◆ **Problem to solve**
Retype exactly the lines from the one holding "[region outline] pale yellow flower" through the final line of the data, both included.

◆ **Information shown**
BEGIN

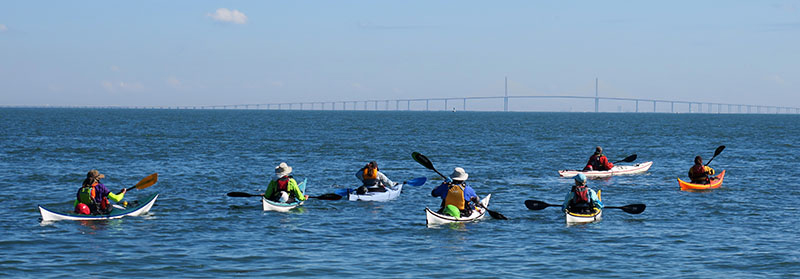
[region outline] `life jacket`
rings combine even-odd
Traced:
[[[280,193],[281,191],[289,192],[289,179],[291,179],[291,177],[289,177],[288,175],[278,178],[278,180],[275,181],[278,183],[278,189],[275,192],[277,193]]]
[[[708,182],[708,174],[706,174],[706,166],[694,165],[689,171],[689,178],[692,182]]]
[[[589,202],[589,187],[576,186],[575,196],[572,198],[573,204],[590,204]]]
[[[458,210],[464,210],[464,208],[466,208],[466,202],[464,201],[464,186],[459,184],[449,184],[447,187],[447,196],[444,198],[444,206],[453,205],[457,207]]]
[[[89,206],[93,211],[105,211],[108,209],[108,198],[103,197],[100,204],[97,204],[97,182],[91,186],[81,186],[78,189],[78,202]]]
[[[380,183],[378,180],[378,170],[376,169],[374,172],[370,173],[368,168],[364,168],[362,172],[362,177],[364,178],[364,186],[377,186]]]
[[[605,155],[603,155],[603,153],[600,153],[600,154],[594,154],[594,155],[592,155],[592,157],[589,158],[589,161],[590,161],[589,164],[592,165],[592,169],[593,170],[605,170],[606,169],[606,166],[603,165],[602,163],[600,163],[600,158],[603,157],[603,156],[605,156]]]

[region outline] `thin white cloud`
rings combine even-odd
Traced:
[[[364,85],[361,85],[361,83],[358,83],[358,82],[354,82],[354,83],[350,84],[350,86],[352,86],[355,89],[364,89]]]
[[[244,15],[244,13],[240,12],[239,10],[228,10],[226,8],[219,8],[215,13],[213,14],[208,13],[206,15],[220,22],[230,22],[235,24],[247,23],[247,16]]]
[[[0,24],[0,32],[6,32],[6,31],[8,31],[8,26],[6,26],[5,24]]]
[[[102,81],[100,86],[108,92],[117,91],[141,91],[144,89],[144,84],[141,82],[124,82],[124,81]]]
[[[117,66],[117,65],[111,65],[111,71],[112,71],[112,72],[119,72],[119,66]]]
[[[786,80],[784,80],[783,77],[781,77],[779,75],[768,76],[768,77],[766,77],[766,80],[769,80],[771,82],[774,82],[774,83],[777,83],[777,84],[781,84],[781,85],[786,84]]]
[[[181,81],[176,77],[168,77],[167,84],[172,86],[172,88],[181,88],[183,86],[183,83],[181,83]]]

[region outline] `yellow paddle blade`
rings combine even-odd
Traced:
[[[158,173],[154,173],[154,174],[148,175],[147,177],[145,177],[142,180],[140,180],[139,183],[136,183],[136,185],[134,185],[131,188],[136,188],[136,189],[141,190],[141,189],[153,186],[153,184],[156,184],[156,182],[158,182]]]

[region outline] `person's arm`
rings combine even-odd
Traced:
[[[606,166],[607,169],[611,169],[614,167],[614,163],[608,160],[608,157],[603,156],[603,164]]]
[[[270,180],[269,185],[267,185],[267,190],[264,191],[264,197],[269,199],[272,197],[272,194],[275,193],[275,188],[278,187],[278,182],[275,180]]]
[[[390,187],[390,188],[394,187],[394,185],[396,184],[396,183],[394,183],[394,181],[392,181],[391,179],[386,177],[386,175],[383,174],[382,172],[378,172],[378,180],[380,180],[381,183],[383,183],[383,186]]]
[[[364,182],[364,168],[358,169],[356,172],[356,178],[358,178],[358,181]]]
[[[706,173],[707,173],[708,175],[714,175],[714,169],[712,169],[712,168],[711,168],[711,167],[709,167],[709,166],[706,166]]]
[[[599,207],[600,209],[603,208],[603,202],[600,201],[600,198],[597,196],[597,192],[593,189],[589,189],[589,200],[592,201],[595,207]]]
[[[287,189],[290,192],[292,192],[292,194],[294,194],[295,197],[297,197],[297,200],[299,201],[306,200],[306,196],[303,195],[302,191],[300,191],[300,187],[297,187],[297,181],[295,181],[294,178],[289,179],[289,185],[287,186]]]
[[[567,196],[564,197],[564,203],[561,204],[562,211],[567,209],[567,205],[569,204],[570,200],[572,200],[572,191],[569,191],[569,193],[567,193]]]
[[[119,202],[125,197],[125,189],[122,189],[119,194],[114,194],[111,191],[108,192],[108,199],[114,202]]]
[[[433,188],[433,191],[431,191],[431,196],[434,196],[434,197],[443,197],[443,196],[444,196],[444,194],[447,194],[447,190],[446,190],[447,188],[446,188],[446,187],[444,187],[444,185],[445,185],[445,184],[444,184],[444,183],[442,183],[442,184],[440,184],[439,186],[437,186],[436,188]],[[444,189],[444,191],[442,191],[443,189]]]

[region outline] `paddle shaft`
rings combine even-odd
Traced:
[[[720,145],[719,147],[717,147],[717,150],[714,150],[714,156],[711,156],[711,159],[708,159],[708,162],[706,162],[705,165],[708,166],[708,164],[711,164],[711,161],[714,161],[714,158],[716,158],[717,155],[722,153],[722,150],[725,150],[725,146],[724,145]]]

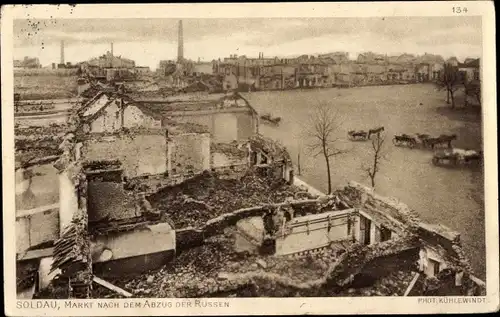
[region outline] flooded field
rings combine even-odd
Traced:
[[[432,85],[375,86],[349,89],[270,91],[244,94],[259,113],[281,117],[276,126],[261,123],[260,132],[280,140],[297,164],[300,153],[301,178],[326,191],[324,158],[307,151],[306,122],[313,106],[326,103],[338,112],[341,127],[338,147],[348,153],[332,159],[332,186],[349,180],[369,185],[363,170],[372,159],[370,142],[352,142],[349,130],[385,127],[385,160],[376,176],[376,190],[393,196],[418,212],[424,221],[442,223],[461,233],[472,266],[485,278],[483,173],[479,168],[451,169],[432,164],[432,152],[396,147],[395,134],[456,134],[456,147],[482,147],[478,113],[449,109],[444,92]]]

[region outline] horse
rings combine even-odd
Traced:
[[[417,138],[420,139],[420,141],[424,141],[431,137],[429,134],[420,134],[420,133],[416,133],[416,136]]]
[[[457,139],[457,135],[456,134],[452,134],[452,135],[441,134],[436,139],[438,141],[436,141],[436,143],[434,145],[446,144],[446,146],[448,148],[451,148],[452,147],[451,146],[451,141],[456,140]]]
[[[395,135],[394,138],[392,139],[392,143],[394,145],[399,145],[400,143],[406,143],[408,147],[413,148],[415,145],[417,145],[417,140],[415,137],[408,135],[408,134],[402,134],[402,135]]]
[[[347,132],[347,135],[349,135],[352,140],[356,140],[356,139],[366,140],[368,133],[366,133],[366,131],[363,131],[363,130],[361,130],[361,131],[351,130],[351,131]]]
[[[426,147],[430,147],[431,149],[434,149],[437,145],[440,144],[446,144],[447,148],[452,148],[451,146],[451,141],[456,140],[457,136],[455,134],[452,135],[440,135],[437,138],[426,138],[422,140],[422,143]]]
[[[434,147],[438,144],[443,143],[440,138],[426,138],[422,140],[422,143],[425,147],[430,147],[434,150]]]
[[[378,127],[375,129],[368,130],[368,139],[371,138],[372,134],[380,135],[380,132],[383,132],[383,131],[385,131],[384,127]]]

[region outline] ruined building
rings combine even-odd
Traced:
[[[169,99],[178,103],[172,109],[163,105],[166,113],[105,92],[75,109],[64,137],[54,140],[58,206],[18,217],[17,226],[28,228],[16,229],[18,240],[29,242],[18,248],[19,294],[484,293],[458,233],[356,183],[312,194],[296,185],[279,143],[257,133],[215,142],[202,125],[166,115],[181,105],[187,113],[199,100],[181,97]],[[225,111],[239,100],[197,107]],[[224,159],[215,164],[214,153]],[[33,227],[35,218],[44,230]]]

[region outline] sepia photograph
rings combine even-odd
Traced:
[[[491,295],[492,66],[453,10],[14,18],[15,297]]]

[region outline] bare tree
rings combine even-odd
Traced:
[[[469,83],[469,92],[476,97],[477,102],[481,105],[481,81],[474,80]]]
[[[383,158],[384,141],[385,138],[381,136],[380,133],[377,133],[375,135],[375,138],[372,139],[373,161],[370,167],[364,168],[364,170],[370,177],[373,189],[375,189],[375,176],[380,169],[380,161]]]
[[[462,74],[458,67],[449,63],[443,65],[443,72],[436,81],[439,89],[446,90],[446,103],[450,103],[451,108],[455,108],[455,92],[462,86]]]
[[[472,94],[472,91],[468,81],[464,80],[462,84],[464,85],[464,108],[467,108],[469,106],[469,96]]]
[[[309,116],[306,127],[308,138],[307,149],[313,157],[322,155],[325,158],[328,175],[328,194],[332,193],[331,158],[346,153],[336,147],[341,126],[339,115],[327,104],[319,104]]]
[[[479,80],[464,81],[465,102],[464,107],[469,105],[467,97],[471,96],[481,105],[481,82]]]

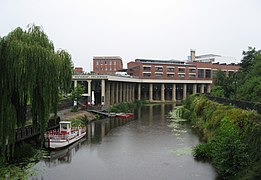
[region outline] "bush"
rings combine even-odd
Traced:
[[[198,160],[209,160],[211,159],[211,150],[209,144],[198,144],[193,149],[193,156]]]

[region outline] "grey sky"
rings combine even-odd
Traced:
[[[236,57],[261,49],[260,0],[1,0],[0,36],[41,25],[56,49],[90,70],[92,57],[181,59]]]

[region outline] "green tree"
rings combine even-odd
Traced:
[[[27,102],[32,104],[33,127],[41,138],[50,112],[56,113],[59,91],[71,85],[71,56],[56,52],[43,29],[30,25],[16,28],[0,38],[0,151],[9,158],[15,144],[15,129],[26,120]]]
[[[84,86],[78,84],[73,90],[72,90],[72,100],[76,103],[76,107],[78,108],[78,101],[81,99],[82,94],[84,93]]]
[[[214,87],[211,89],[210,94],[211,94],[212,96],[225,97],[224,89],[223,89],[221,86],[214,86]]]

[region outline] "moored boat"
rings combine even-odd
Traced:
[[[59,131],[47,131],[45,133],[45,146],[58,149],[68,146],[86,135],[84,128],[80,126],[72,129],[70,121],[61,121]]]
[[[132,118],[134,117],[133,113],[117,113],[116,114],[117,118]]]

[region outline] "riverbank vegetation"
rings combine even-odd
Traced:
[[[119,104],[115,104],[113,106],[110,107],[109,112],[112,113],[130,113],[133,112],[135,109],[148,104],[147,101],[139,101],[136,100],[134,102],[131,103],[119,103]]]
[[[0,159],[14,158],[15,129],[26,122],[31,103],[34,128],[41,139],[51,112],[57,112],[59,93],[71,86],[71,56],[55,51],[54,44],[39,26],[16,28],[0,38]]]
[[[195,158],[212,162],[219,175],[229,179],[261,177],[261,116],[208,100],[189,96],[182,118],[188,119],[203,136]]]

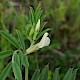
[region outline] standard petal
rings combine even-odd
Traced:
[[[50,44],[50,38],[49,37],[46,37],[45,46],[48,46],[49,44]]]
[[[43,48],[45,46],[48,46],[50,44],[50,38],[47,37],[48,33],[45,33],[40,41],[39,48]]]

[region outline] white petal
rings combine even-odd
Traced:
[[[47,37],[47,36],[48,36],[48,33],[46,32],[46,33],[43,35],[43,37]],[[42,38],[43,38],[43,37],[42,37]]]
[[[45,37],[44,39],[41,40],[39,48],[43,48],[45,46],[48,46],[50,44],[50,38]]]
[[[43,35],[43,37],[42,37],[42,39],[41,39],[41,41],[40,42],[43,42],[43,41],[45,41],[45,39],[46,39],[46,37],[48,36],[48,33],[46,32],[44,35]]]
[[[43,47],[44,47],[44,44],[41,43],[41,44],[39,45],[39,48],[43,48]]]
[[[45,46],[48,46],[50,44],[50,38],[46,37],[45,39]]]

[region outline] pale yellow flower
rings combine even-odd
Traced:
[[[26,50],[27,54],[30,54],[32,52],[35,52],[36,50],[39,50],[39,48],[43,48],[45,46],[48,46],[50,44],[50,38],[48,37],[48,33],[46,32],[41,41],[35,45],[32,45],[30,48]]]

END

◆ **Exercise solution**
[region outline] pale yellow flower
rings combine even-odd
Traced:
[[[26,50],[27,54],[30,54],[32,52],[35,52],[36,50],[39,50],[39,48],[43,48],[45,46],[48,46],[50,44],[50,38],[48,37],[48,33],[46,32],[41,41],[35,45],[32,45],[30,48]]]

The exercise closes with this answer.